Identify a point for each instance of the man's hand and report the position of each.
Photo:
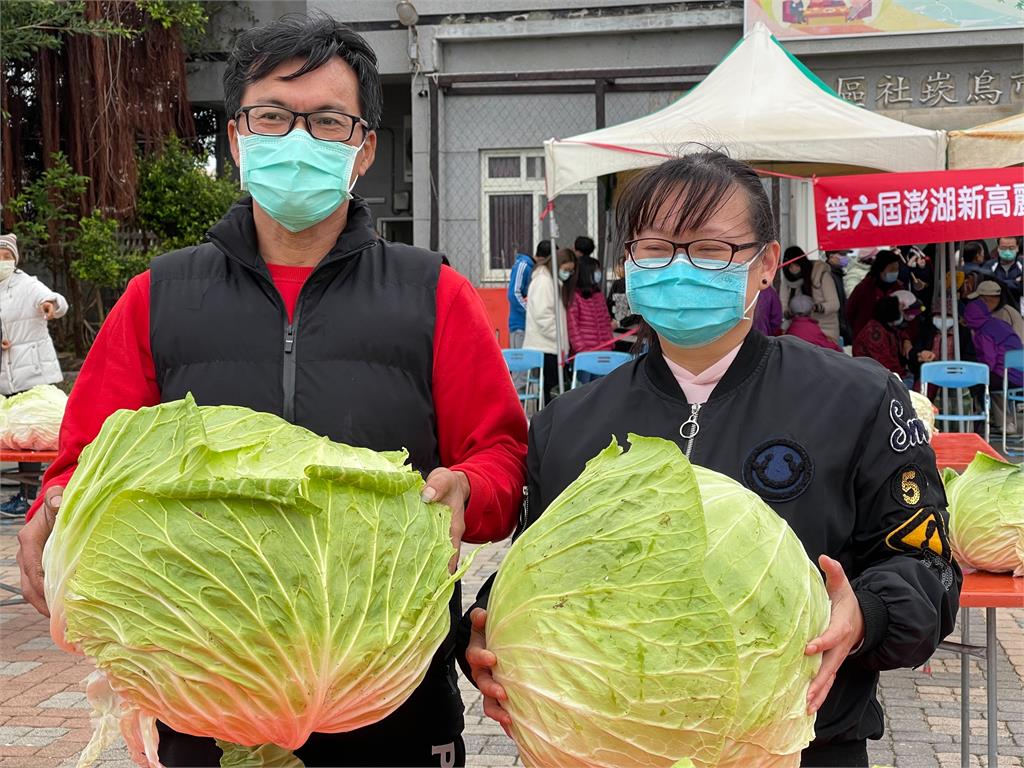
(452, 489)
(846, 630)
(481, 663)
(31, 540)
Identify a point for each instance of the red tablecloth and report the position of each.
(45, 457)
(956, 450)
(983, 590)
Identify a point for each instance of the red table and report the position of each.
(956, 450)
(980, 590)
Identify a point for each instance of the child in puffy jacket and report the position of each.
(590, 324)
(803, 326)
(27, 354)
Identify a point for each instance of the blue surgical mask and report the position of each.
(297, 179)
(689, 306)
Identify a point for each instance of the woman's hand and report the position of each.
(846, 630)
(481, 663)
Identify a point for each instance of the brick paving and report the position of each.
(44, 719)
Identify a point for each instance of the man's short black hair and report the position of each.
(584, 245)
(315, 38)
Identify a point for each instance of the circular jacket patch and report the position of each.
(778, 470)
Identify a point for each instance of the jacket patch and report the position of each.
(778, 470)
(922, 530)
(906, 433)
(907, 485)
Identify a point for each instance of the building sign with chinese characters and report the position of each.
(882, 209)
(938, 87)
(802, 19)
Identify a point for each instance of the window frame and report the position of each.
(522, 185)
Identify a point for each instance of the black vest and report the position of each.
(354, 364)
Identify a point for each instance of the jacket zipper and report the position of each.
(288, 372)
(291, 328)
(689, 428)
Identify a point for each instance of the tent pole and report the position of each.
(553, 229)
(943, 346)
(950, 258)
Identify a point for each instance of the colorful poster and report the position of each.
(885, 209)
(795, 19)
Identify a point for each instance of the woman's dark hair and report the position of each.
(584, 245)
(316, 38)
(882, 260)
(694, 187)
(972, 251)
(586, 276)
(567, 289)
(803, 263)
(887, 310)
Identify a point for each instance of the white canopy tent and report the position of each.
(764, 107)
(990, 145)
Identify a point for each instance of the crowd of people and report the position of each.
(878, 303)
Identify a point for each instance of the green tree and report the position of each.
(178, 200)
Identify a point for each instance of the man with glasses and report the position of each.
(296, 307)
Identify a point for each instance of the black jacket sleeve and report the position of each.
(904, 577)
(531, 509)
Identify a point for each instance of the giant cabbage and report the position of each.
(656, 611)
(241, 578)
(32, 419)
(986, 515)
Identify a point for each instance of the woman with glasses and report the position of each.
(829, 442)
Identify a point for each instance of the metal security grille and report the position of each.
(486, 157)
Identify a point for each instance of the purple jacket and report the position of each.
(768, 312)
(992, 339)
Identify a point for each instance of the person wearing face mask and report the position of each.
(993, 337)
(838, 262)
(881, 338)
(700, 246)
(296, 307)
(881, 281)
(550, 292)
(1008, 268)
(27, 354)
(812, 280)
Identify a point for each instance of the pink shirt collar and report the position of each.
(697, 387)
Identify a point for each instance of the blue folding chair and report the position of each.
(957, 375)
(597, 364)
(1014, 360)
(527, 360)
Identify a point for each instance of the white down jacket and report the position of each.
(32, 358)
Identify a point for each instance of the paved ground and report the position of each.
(44, 720)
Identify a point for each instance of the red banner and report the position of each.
(891, 209)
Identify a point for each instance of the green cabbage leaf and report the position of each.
(656, 612)
(238, 577)
(986, 515)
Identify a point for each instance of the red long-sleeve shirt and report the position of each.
(481, 429)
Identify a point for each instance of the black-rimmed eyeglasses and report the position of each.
(327, 125)
(654, 253)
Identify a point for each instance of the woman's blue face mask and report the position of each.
(689, 306)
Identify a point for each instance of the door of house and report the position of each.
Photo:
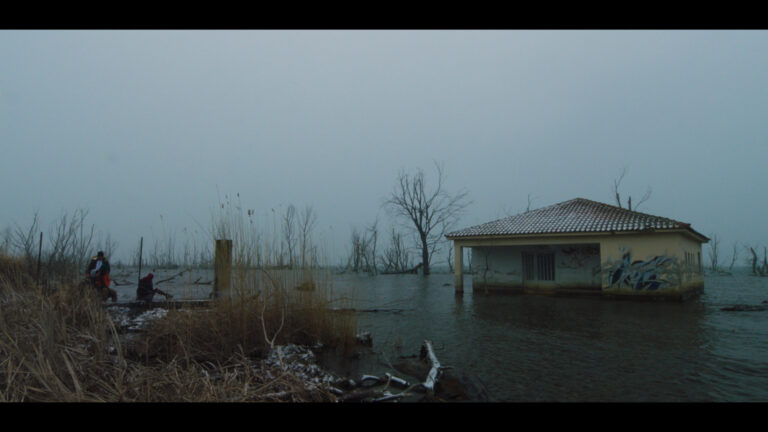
(528, 267)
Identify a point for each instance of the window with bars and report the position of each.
(539, 266)
(545, 266)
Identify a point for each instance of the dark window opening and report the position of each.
(539, 266)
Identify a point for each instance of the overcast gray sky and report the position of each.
(135, 125)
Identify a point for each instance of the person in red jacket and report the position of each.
(98, 274)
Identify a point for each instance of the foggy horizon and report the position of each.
(151, 131)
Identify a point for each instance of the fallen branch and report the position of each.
(173, 277)
(428, 354)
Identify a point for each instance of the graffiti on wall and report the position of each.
(654, 274)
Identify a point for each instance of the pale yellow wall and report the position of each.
(642, 247)
(645, 247)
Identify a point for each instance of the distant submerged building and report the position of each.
(583, 247)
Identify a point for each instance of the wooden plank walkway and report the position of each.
(171, 304)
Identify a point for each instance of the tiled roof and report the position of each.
(578, 215)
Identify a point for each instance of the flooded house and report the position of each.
(583, 247)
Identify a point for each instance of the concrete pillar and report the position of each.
(458, 267)
(222, 269)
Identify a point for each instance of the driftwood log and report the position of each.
(428, 354)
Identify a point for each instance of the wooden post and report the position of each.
(39, 257)
(222, 269)
(141, 249)
(458, 267)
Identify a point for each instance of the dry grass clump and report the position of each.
(251, 323)
(64, 347)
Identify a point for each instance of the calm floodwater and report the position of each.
(545, 348)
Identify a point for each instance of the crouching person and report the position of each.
(146, 292)
(97, 273)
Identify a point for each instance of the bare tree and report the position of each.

Exercise -
Nothing but the lines from the one holding "Identify a point for each instance of the tiled" to the end of the entries should be returned, each exactly as it stands.

Written answer -
Identify a point for each instance of the tiled roof and report the position of each.
(578, 215)
Identify a point for each instance of the flooded house and report the position of each.
(583, 247)
Identify a point for each instance of the concrete pillar and report the position of each.
(458, 267)
(222, 269)
Identify a point for each instance of the driftwood log and report the position of each.
(428, 354)
Identify a point for each instance of the wooden post and report the position of each.
(39, 257)
(222, 269)
(141, 249)
(458, 267)
Identify a point for each instance of the dry grass clump and report the position of each.
(251, 323)
(64, 347)
Identify a point for each instance of the calm floodwater and report the position of each.
(545, 348)
Identify a point for each instance of the crouching person and report the position of each.
(146, 292)
(97, 273)
Identify a point for each instance of the bare tree and report the position of each.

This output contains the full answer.